[Stored dataset items]
■ ■ ■ ■

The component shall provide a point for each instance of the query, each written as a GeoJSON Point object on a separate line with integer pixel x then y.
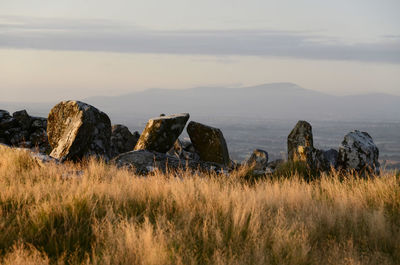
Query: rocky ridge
{"type": "Point", "coordinates": [75, 130]}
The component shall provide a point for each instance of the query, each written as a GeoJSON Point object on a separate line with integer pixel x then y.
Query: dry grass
{"type": "Point", "coordinates": [53, 215]}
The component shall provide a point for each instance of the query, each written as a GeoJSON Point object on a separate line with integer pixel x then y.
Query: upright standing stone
{"type": "Point", "coordinates": [209, 143]}
{"type": "Point", "coordinates": [161, 133]}
{"type": "Point", "coordinates": [76, 130]}
{"type": "Point", "coordinates": [300, 143]}
{"type": "Point", "coordinates": [258, 159]}
{"type": "Point", "coordinates": [358, 152]}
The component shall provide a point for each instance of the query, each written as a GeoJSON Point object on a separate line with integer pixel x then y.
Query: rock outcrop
{"type": "Point", "coordinates": [259, 160]}
{"type": "Point", "coordinates": [300, 143]}
{"type": "Point", "coordinates": [325, 160]}
{"type": "Point", "coordinates": [162, 132]}
{"type": "Point", "coordinates": [23, 130]}
{"type": "Point", "coordinates": [122, 140]}
{"type": "Point", "coordinates": [77, 130]}
{"type": "Point", "coordinates": [209, 143]}
{"type": "Point", "coordinates": [358, 152]}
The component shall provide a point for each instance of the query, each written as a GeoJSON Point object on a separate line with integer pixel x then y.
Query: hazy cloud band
{"type": "Point", "coordinates": [108, 36]}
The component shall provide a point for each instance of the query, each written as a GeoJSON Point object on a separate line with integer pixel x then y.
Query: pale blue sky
{"type": "Point", "coordinates": [53, 49]}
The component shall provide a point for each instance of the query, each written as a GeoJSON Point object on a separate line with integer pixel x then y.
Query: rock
{"type": "Point", "coordinates": [188, 146]}
{"type": "Point", "coordinates": [183, 150]}
{"type": "Point", "coordinates": [325, 160]}
{"type": "Point", "coordinates": [209, 143]}
{"type": "Point", "coordinates": [38, 158]}
{"type": "Point", "coordinates": [8, 123]}
{"type": "Point", "coordinates": [77, 130]}
{"type": "Point", "coordinates": [4, 115]}
{"type": "Point", "coordinates": [358, 152]}
{"type": "Point", "coordinates": [258, 159]}
{"type": "Point", "coordinates": [122, 140]}
{"type": "Point", "coordinates": [38, 122]}
{"type": "Point", "coordinates": [300, 143]}
{"type": "Point", "coordinates": [23, 119]}
{"type": "Point", "coordinates": [161, 133]}
{"type": "Point", "coordinates": [38, 137]}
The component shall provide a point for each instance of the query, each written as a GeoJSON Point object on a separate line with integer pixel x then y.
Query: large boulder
{"type": "Point", "coordinates": [358, 152]}
{"type": "Point", "coordinates": [325, 160]}
{"type": "Point", "coordinates": [23, 130]}
{"type": "Point", "coordinates": [209, 143]}
{"type": "Point", "coordinates": [161, 133]}
{"type": "Point", "coordinates": [122, 140]}
{"type": "Point", "coordinates": [258, 160]}
{"type": "Point", "coordinates": [76, 130]}
{"type": "Point", "coordinates": [300, 143]}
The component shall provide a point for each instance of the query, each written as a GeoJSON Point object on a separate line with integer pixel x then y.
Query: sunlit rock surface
{"type": "Point", "coordinates": [77, 130]}
{"type": "Point", "coordinates": [209, 143]}
{"type": "Point", "coordinates": [358, 152]}
{"type": "Point", "coordinates": [161, 133]}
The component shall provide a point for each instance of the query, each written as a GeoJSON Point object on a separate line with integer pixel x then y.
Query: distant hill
{"type": "Point", "coordinates": [268, 101]}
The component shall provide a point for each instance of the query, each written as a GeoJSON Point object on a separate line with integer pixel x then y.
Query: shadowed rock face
{"type": "Point", "coordinates": [359, 152]}
{"type": "Point", "coordinates": [23, 130]}
{"type": "Point", "coordinates": [76, 130]}
{"type": "Point", "coordinates": [300, 142]}
{"type": "Point", "coordinates": [161, 133]}
{"type": "Point", "coordinates": [209, 143]}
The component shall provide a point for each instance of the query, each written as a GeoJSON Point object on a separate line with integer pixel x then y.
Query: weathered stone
{"type": "Point", "coordinates": [209, 143]}
{"type": "Point", "coordinates": [300, 143]}
{"type": "Point", "coordinates": [4, 115]}
{"type": "Point", "coordinates": [38, 122]}
{"type": "Point", "coordinates": [122, 140]}
{"type": "Point", "coordinates": [37, 158]}
{"type": "Point", "coordinates": [358, 152]}
{"type": "Point", "coordinates": [258, 159]}
{"type": "Point", "coordinates": [325, 160]}
{"type": "Point", "coordinates": [24, 120]}
{"type": "Point", "coordinates": [38, 137]}
{"type": "Point", "coordinates": [76, 130]}
{"type": "Point", "coordinates": [8, 123]}
{"type": "Point", "coordinates": [161, 133]}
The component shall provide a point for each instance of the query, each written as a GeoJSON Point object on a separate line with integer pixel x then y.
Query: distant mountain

■ ■ ■ ■

◆ Exercise: The records above should be retyped in full and exactly; omit the pictures.

◆ Response:
The component shall provide a point for each instance of the query, each written as a GeoJSON Point object on a separate line with integer pixel x then y.
Query: rocky ridge
{"type": "Point", "coordinates": [75, 130]}
The component shall provide a point for each instance of the query, each written as a GeoJSON Point object on a separate line with integer pixel x then y.
Query: dry grass
{"type": "Point", "coordinates": [53, 215]}
The component shall provide a point for each instance of the query, each written as a GeoJSON Point object on a separate line with integer pixel x then y.
Query: upright standing stone
{"type": "Point", "coordinates": [209, 143]}
{"type": "Point", "coordinates": [161, 133]}
{"type": "Point", "coordinates": [76, 130]}
{"type": "Point", "coordinates": [300, 143]}
{"type": "Point", "coordinates": [258, 159]}
{"type": "Point", "coordinates": [358, 152]}
The component shall provide a point for each instance of the query, each written as a GeoJSON Point object on a separate line with integer pixel x then y.
Query: rock outcrop
{"type": "Point", "coordinates": [259, 160]}
{"type": "Point", "coordinates": [300, 143]}
{"type": "Point", "coordinates": [325, 160]}
{"type": "Point", "coordinates": [162, 132]}
{"type": "Point", "coordinates": [23, 130]}
{"type": "Point", "coordinates": [122, 140]}
{"type": "Point", "coordinates": [77, 130]}
{"type": "Point", "coordinates": [209, 143]}
{"type": "Point", "coordinates": [358, 152]}
The component shall provide a point for each instance of the query, each written as a GeoJSON Point object on a separate line with integer pixel x then y.
Query: hazy cloud band
{"type": "Point", "coordinates": [108, 36]}
The component shall provide a point for each instance of the query, each written as a GeoJSON Point object on a separate line with integer pixel x then y.
Query: pale blue sky
{"type": "Point", "coordinates": [53, 49]}
The component shall provide a point for each instance of the query, each written as a GeoJSON Point object on a separate line with integer pixel x then y.
Query: rock
{"type": "Point", "coordinates": [188, 146]}
{"type": "Point", "coordinates": [183, 150]}
{"type": "Point", "coordinates": [325, 160]}
{"type": "Point", "coordinates": [209, 143]}
{"type": "Point", "coordinates": [38, 158]}
{"type": "Point", "coordinates": [8, 123]}
{"type": "Point", "coordinates": [77, 130]}
{"type": "Point", "coordinates": [4, 115]}
{"type": "Point", "coordinates": [358, 152]}
{"type": "Point", "coordinates": [258, 159]}
{"type": "Point", "coordinates": [122, 140]}
{"type": "Point", "coordinates": [38, 122]}
{"type": "Point", "coordinates": [300, 143]}
{"type": "Point", "coordinates": [23, 119]}
{"type": "Point", "coordinates": [161, 133]}
{"type": "Point", "coordinates": [38, 137]}
The component shall provide a point for each instance of the query, each written as a GeoJSON Point object on a separate line with integer pixel x then y.
Query: large boulder
{"type": "Point", "coordinates": [358, 152]}
{"type": "Point", "coordinates": [325, 160]}
{"type": "Point", "coordinates": [23, 130]}
{"type": "Point", "coordinates": [209, 143]}
{"type": "Point", "coordinates": [161, 133]}
{"type": "Point", "coordinates": [122, 140]}
{"type": "Point", "coordinates": [258, 160]}
{"type": "Point", "coordinates": [76, 130]}
{"type": "Point", "coordinates": [300, 143]}
The component shall provide a point for each instance of the query, each written as a GeoJSON Point object on a separate line with integer pixel x then y.
Query: sunlit rock surface
{"type": "Point", "coordinates": [77, 130]}
{"type": "Point", "coordinates": [209, 143]}
{"type": "Point", "coordinates": [358, 152]}
{"type": "Point", "coordinates": [161, 133]}
The component shall provide a point for each instance of the query, each written as a GeoJSON Point object on a separate line with integer pixel x then y.
Query: distant hill
{"type": "Point", "coordinates": [268, 101]}
The component shall provide a point for each instance of the query, each written as a GeoJSON Point object on a separate line with integer pixel x then y.
Query: shadowed rock face
{"type": "Point", "coordinates": [359, 152]}
{"type": "Point", "coordinates": [23, 130]}
{"type": "Point", "coordinates": [76, 130]}
{"type": "Point", "coordinates": [300, 142]}
{"type": "Point", "coordinates": [161, 133]}
{"type": "Point", "coordinates": [209, 143]}
The component shall provide a point for each instance of the query, each written as a GeoJSON Point object on a separate line with integer pixel x then y.
Query: weathered stone
{"type": "Point", "coordinates": [209, 143]}
{"type": "Point", "coordinates": [300, 143]}
{"type": "Point", "coordinates": [4, 115]}
{"type": "Point", "coordinates": [38, 122]}
{"type": "Point", "coordinates": [122, 140]}
{"type": "Point", "coordinates": [37, 158]}
{"type": "Point", "coordinates": [358, 152]}
{"type": "Point", "coordinates": [258, 159]}
{"type": "Point", "coordinates": [325, 160]}
{"type": "Point", "coordinates": [24, 120]}
{"type": "Point", "coordinates": [38, 137]}
{"type": "Point", "coordinates": [76, 130]}
{"type": "Point", "coordinates": [8, 123]}
{"type": "Point", "coordinates": [161, 133]}
The component shall provide a point for each instance of the query, each written as a GeoJSON Point object on a separate line with integer pixel x then y.
Query: distant mountain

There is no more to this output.